## STATED TASK
Rewrite the listing from its start through the line containing "[[156, 119]]", inclusive, replacing "hindwing" with "rear wing" and changing nothing else. Leave the pictures out of your answer.

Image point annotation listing
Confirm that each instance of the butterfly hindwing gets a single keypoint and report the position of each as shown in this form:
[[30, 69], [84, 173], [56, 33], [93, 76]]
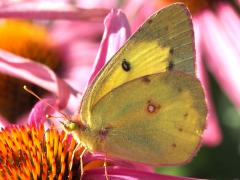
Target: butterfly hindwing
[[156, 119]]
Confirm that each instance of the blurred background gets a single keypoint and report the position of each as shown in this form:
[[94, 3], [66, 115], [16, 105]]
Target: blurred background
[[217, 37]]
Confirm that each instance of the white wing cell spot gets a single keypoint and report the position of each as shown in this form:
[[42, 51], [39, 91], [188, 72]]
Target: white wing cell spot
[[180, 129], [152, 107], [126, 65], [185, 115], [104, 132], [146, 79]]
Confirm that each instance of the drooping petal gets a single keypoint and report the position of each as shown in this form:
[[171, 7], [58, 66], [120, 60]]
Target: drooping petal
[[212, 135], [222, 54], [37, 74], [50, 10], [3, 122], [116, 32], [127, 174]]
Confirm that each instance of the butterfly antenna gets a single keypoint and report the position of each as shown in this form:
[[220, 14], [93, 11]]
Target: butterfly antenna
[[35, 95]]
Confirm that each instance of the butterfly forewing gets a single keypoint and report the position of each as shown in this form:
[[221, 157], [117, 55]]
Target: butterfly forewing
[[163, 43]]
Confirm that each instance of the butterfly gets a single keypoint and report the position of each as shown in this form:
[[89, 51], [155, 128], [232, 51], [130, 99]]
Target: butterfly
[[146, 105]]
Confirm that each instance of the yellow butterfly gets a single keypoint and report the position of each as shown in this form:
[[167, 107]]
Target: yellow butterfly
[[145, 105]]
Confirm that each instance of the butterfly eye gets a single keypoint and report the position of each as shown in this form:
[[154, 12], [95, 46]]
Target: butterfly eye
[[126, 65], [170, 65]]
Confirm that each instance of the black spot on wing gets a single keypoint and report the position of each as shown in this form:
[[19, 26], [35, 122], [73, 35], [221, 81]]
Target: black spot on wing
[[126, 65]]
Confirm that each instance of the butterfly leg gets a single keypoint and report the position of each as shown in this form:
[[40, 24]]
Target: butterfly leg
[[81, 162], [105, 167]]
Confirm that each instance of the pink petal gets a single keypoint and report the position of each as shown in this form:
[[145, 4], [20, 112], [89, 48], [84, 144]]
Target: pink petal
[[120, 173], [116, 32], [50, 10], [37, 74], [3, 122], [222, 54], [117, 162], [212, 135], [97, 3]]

## WRITTEN RESPONSE
Confirm that each instance of the butterfly rear wing gets a single keypoint and report the position of each as shown in this form:
[[30, 69], [84, 173], [56, 33], [93, 76]]
Target: butterfly rear wing
[[156, 119]]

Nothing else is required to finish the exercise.